Stored data entries:

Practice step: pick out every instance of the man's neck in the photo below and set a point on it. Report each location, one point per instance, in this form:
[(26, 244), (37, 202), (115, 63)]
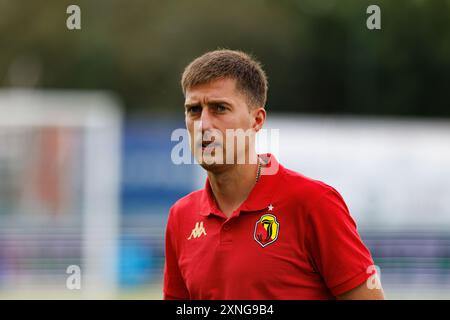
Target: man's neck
[(232, 187)]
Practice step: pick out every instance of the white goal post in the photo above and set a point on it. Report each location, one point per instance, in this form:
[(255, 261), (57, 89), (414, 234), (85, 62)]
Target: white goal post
[(60, 156)]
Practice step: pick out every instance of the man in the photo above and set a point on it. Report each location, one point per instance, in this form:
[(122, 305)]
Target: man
[(257, 230)]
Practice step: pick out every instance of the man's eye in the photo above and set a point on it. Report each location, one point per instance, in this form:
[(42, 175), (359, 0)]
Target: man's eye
[(194, 109), (220, 108)]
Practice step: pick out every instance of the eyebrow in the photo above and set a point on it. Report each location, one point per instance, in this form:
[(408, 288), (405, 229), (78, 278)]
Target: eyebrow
[(210, 102)]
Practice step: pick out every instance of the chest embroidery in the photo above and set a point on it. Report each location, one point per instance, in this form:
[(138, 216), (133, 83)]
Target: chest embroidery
[(266, 230)]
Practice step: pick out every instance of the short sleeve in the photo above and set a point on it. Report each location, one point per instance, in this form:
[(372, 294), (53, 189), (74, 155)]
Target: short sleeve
[(174, 285), (334, 245)]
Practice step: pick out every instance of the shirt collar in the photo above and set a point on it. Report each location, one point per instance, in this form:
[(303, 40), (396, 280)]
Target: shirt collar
[(259, 198)]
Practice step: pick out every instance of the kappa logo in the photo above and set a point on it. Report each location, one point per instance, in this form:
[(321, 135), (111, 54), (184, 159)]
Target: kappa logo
[(266, 230), (197, 231)]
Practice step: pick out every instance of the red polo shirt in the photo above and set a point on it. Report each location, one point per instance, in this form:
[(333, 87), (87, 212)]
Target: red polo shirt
[(293, 238)]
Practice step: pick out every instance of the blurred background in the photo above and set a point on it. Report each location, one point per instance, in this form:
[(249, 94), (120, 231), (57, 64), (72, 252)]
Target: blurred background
[(86, 118)]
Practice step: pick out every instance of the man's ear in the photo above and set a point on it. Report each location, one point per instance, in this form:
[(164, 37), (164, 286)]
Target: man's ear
[(259, 117)]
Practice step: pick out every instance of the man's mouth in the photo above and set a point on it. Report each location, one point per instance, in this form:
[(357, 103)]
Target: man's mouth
[(209, 145)]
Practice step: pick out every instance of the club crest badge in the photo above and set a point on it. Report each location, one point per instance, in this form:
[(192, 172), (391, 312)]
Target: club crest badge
[(267, 229)]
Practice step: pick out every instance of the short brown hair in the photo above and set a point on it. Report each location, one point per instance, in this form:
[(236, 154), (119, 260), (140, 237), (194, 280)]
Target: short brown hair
[(245, 69)]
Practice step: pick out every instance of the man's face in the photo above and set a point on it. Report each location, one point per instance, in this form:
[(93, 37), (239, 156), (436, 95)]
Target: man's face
[(210, 110)]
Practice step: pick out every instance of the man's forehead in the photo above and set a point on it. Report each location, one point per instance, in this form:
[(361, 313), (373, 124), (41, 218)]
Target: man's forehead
[(214, 90)]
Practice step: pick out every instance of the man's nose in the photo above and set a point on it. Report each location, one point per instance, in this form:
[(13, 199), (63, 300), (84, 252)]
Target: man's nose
[(206, 121)]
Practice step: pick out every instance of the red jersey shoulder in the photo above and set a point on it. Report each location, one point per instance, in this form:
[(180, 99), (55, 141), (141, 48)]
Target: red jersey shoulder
[(182, 208), (303, 188)]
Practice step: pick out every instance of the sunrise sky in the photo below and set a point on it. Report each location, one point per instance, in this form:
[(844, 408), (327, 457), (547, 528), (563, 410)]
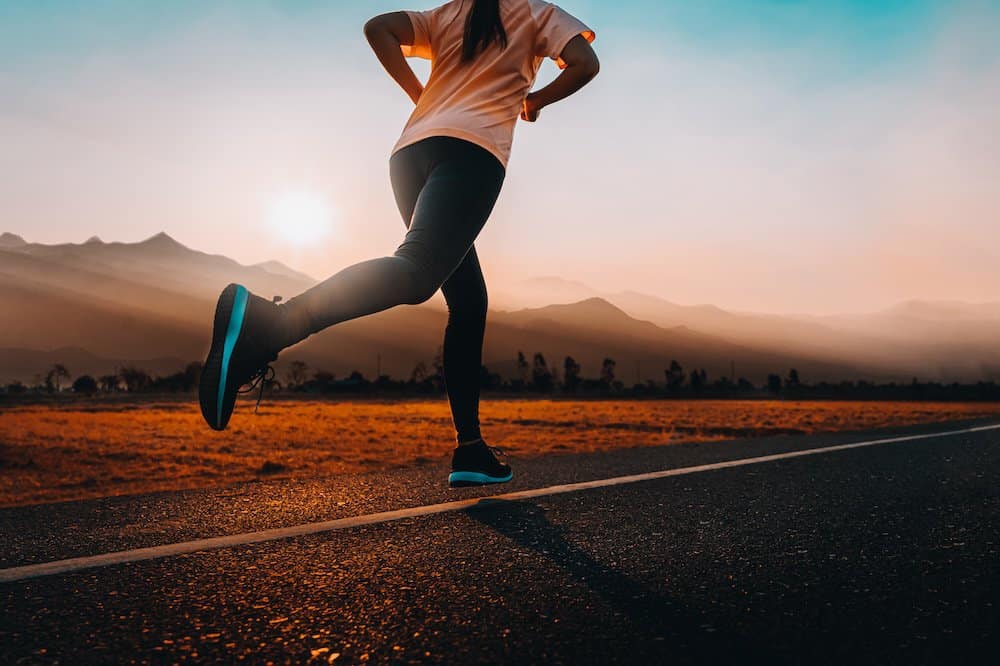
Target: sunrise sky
[(807, 156)]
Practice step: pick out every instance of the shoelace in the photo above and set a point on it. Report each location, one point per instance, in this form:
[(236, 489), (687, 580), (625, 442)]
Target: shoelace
[(259, 379)]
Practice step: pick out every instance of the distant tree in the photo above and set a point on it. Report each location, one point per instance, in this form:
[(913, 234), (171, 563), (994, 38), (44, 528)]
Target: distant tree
[(54, 375), (698, 379), (522, 368), (323, 380), (297, 373), (109, 383), (541, 376), (16, 387), (608, 372), (85, 384), (674, 376), (419, 373), (135, 379), (774, 383), (489, 380), (571, 374)]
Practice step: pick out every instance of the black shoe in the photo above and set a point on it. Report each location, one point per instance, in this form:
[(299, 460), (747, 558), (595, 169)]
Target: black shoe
[(241, 351), (477, 465)]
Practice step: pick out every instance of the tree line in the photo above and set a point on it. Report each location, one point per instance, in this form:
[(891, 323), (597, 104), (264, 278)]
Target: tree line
[(532, 377)]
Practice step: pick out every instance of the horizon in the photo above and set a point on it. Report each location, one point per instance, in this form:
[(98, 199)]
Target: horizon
[(599, 295), (804, 158)]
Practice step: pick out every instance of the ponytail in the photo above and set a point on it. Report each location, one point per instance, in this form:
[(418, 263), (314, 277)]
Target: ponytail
[(483, 27)]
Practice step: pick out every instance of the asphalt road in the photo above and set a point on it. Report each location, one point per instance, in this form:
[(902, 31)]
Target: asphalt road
[(883, 554)]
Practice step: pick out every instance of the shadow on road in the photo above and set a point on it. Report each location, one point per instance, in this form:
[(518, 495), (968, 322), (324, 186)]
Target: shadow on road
[(662, 626)]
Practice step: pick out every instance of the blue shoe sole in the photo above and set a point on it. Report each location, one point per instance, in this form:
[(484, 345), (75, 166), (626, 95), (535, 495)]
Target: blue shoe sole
[(217, 398), (465, 479)]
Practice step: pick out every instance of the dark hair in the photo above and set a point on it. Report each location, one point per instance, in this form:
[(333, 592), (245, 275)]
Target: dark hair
[(482, 28)]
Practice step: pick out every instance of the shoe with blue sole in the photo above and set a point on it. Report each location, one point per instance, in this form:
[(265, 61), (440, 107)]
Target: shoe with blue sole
[(241, 351), (477, 465)]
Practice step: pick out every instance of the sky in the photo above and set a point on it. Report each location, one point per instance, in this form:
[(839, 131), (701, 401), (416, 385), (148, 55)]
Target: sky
[(767, 155)]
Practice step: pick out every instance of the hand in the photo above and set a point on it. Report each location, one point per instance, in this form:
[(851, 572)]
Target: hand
[(416, 94), (531, 109)]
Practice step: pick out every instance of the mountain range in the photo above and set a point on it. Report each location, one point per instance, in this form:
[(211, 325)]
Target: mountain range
[(96, 306)]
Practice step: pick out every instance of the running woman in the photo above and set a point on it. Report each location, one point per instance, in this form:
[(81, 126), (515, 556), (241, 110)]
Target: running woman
[(446, 171)]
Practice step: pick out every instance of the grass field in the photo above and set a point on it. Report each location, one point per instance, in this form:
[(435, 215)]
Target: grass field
[(93, 449)]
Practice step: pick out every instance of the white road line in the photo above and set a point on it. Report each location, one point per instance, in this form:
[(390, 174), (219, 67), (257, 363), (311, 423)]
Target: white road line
[(156, 552)]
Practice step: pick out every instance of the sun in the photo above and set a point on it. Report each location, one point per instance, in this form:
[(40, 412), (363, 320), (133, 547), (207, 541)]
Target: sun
[(300, 218)]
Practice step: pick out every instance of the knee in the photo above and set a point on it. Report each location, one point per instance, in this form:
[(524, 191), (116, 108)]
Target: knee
[(470, 305), (422, 286)]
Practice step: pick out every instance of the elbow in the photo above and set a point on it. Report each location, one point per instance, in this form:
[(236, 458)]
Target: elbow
[(587, 67), (373, 26)]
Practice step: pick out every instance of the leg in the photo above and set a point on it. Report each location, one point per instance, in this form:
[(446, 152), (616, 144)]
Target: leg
[(451, 208), (465, 292)]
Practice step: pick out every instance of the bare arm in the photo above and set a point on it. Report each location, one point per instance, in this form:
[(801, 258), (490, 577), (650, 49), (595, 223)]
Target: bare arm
[(386, 33), (582, 66)]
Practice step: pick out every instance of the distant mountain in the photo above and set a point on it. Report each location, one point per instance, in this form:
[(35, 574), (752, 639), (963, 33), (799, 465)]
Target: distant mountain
[(933, 340), (100, 304), (8, 240)]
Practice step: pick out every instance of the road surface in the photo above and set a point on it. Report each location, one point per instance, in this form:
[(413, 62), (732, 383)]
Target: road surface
[(882, 552)]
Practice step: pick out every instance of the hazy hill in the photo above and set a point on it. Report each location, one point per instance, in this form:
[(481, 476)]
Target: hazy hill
[(105, 304)]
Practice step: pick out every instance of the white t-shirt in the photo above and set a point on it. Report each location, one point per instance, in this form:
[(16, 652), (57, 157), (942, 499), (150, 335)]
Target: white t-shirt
[(480, 101)]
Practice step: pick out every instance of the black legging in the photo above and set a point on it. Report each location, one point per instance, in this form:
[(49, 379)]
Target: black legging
[(445, 189)]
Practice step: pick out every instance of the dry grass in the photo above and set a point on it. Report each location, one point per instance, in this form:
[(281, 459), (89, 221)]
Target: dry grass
[(81, 450)]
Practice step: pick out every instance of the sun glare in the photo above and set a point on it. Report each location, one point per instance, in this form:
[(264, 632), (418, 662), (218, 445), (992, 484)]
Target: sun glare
[(300, 218)]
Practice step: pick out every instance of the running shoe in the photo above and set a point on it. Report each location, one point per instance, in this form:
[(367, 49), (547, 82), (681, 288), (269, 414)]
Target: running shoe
[(241, 352), (477, 465)]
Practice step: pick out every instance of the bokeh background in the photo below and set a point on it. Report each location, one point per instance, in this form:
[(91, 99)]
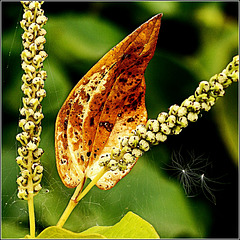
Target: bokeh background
[(196, 40)]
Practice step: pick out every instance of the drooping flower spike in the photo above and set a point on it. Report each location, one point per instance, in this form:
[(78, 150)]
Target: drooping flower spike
[(173, 121), (33, 55)]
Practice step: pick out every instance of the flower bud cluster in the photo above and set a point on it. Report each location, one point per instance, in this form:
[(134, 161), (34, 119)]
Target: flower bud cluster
[(32, 57), (171, 122)]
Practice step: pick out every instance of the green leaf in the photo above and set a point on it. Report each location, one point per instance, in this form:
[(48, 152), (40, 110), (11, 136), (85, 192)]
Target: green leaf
[(130, 226), (56, 232)]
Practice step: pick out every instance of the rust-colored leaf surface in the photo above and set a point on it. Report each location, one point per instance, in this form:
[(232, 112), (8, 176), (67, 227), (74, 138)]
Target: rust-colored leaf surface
[(105, 105)]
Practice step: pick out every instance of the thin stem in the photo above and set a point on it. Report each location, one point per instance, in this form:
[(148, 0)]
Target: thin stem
[(71, 205), (92, 183), (77, 196), (31, 214)]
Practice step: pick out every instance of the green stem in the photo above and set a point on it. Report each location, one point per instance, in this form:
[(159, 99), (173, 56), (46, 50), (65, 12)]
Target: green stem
[(77, 196), (31, 214)]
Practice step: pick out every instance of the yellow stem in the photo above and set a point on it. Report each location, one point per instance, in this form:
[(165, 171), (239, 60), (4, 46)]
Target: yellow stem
[(92, 183), (31, 213), (77, 196), (71, 205)]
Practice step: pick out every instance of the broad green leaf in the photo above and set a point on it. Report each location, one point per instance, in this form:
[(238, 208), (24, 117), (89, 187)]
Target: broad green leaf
[(130, 226), (56, 232)]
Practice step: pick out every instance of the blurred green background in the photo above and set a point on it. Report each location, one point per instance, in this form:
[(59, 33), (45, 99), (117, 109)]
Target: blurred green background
[(196, 40)]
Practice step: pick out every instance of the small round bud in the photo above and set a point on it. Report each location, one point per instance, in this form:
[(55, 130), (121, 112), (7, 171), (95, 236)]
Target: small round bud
[(183, 121), (33, 28), (181, 111), (133, 141), (144, 145), (162, 117), (150, 137), (128, 158), (38, 153), (193, 117), (37, 188), (41, 93), (152, 125), (160, 137), (41, 20), (104, 160), (205, 106), (124, 141), (29, 125), (165, 129), (122, 165), (115, 152), (112, 165), (176, 130), (137, 152), (171, 120), (141, 131), (40, 40), (173, 109), (31, 146)]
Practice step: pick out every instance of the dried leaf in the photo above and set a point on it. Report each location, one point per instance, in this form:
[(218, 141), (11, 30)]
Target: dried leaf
[(105, 105)]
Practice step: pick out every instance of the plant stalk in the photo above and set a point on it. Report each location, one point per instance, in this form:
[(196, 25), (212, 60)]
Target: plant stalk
[(77, 196), (31, 214)]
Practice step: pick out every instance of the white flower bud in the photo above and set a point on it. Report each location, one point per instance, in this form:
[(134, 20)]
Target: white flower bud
[(183, 121), (133, 141), (137, 152), (37, 188), (40, 40), (171, 120), (115, 152), (128, 158), (112, 165), (160, 137), (41, 20), (153, 125), (162, 117), (124, 141), (173, 109), (181, 111), (165, 129), (193, 117), (144, 145), (150, 136), (141, 130), (205, 106)]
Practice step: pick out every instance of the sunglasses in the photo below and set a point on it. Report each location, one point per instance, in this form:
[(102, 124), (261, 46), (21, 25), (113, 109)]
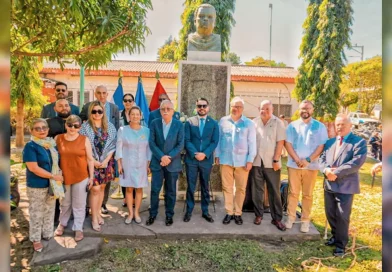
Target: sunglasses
[(74, 126), (202, 106), (97, 111), (39, 129)]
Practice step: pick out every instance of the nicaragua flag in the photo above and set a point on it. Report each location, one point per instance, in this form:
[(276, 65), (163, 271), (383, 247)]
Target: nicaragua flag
[(118, 95), (141, 100)]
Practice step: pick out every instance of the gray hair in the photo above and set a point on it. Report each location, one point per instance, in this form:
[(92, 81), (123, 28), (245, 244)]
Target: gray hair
[(36, 121), (237, 99), (164, 102)]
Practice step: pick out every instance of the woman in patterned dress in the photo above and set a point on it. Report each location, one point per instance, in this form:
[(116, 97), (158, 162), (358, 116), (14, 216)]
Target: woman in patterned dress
[(133, 157), (102, 136)]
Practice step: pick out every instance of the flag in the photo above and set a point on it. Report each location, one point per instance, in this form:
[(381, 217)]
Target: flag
[(118, 94), (154, 103), (141, 100)]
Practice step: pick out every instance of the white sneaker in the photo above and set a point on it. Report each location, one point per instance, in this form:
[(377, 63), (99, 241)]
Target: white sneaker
[(305, 226), (288, 223)]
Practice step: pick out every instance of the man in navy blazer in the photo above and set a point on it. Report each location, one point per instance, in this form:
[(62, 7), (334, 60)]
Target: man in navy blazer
[(157, 113), (340, 162), (166, 143), (201, 139)]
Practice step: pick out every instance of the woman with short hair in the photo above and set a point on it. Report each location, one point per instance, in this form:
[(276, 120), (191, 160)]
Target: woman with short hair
[(102, 136), (42, 164), (77, 165)]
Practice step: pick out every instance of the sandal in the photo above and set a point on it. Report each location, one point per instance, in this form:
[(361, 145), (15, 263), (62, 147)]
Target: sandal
[(38, 246), (78, 236), (59, 230), (96, 227)]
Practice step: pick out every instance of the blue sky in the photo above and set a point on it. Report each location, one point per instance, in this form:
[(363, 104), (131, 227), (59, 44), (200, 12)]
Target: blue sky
[(250, 36)]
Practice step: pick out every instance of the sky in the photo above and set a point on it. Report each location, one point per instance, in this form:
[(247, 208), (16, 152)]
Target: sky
[(250, 36)]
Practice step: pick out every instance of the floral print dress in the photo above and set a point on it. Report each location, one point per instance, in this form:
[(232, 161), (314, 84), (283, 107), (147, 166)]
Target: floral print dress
[(102, 175)]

WHAT IS REQUIRED →
Every line above in which the word "below" occurs is to be copied.

ANSWER SECTION →
Practice step: pick out every instance of the man's neck in the photo below and set a point on it. Report each location, one point per instance, in this form:
Practice step: pick out every instance of the sunrise sky in the photo below and set a point on it. Report each location, one point per instance, in this form:
Practice step: pick out every instance of the bokeh background in the photo below and set a point on it. Report each location, one point per instance, in this form:
Practice step: pick out every instance of the sunglasses in the photo below and set a point on it. Report each location, one point per instance, in this form:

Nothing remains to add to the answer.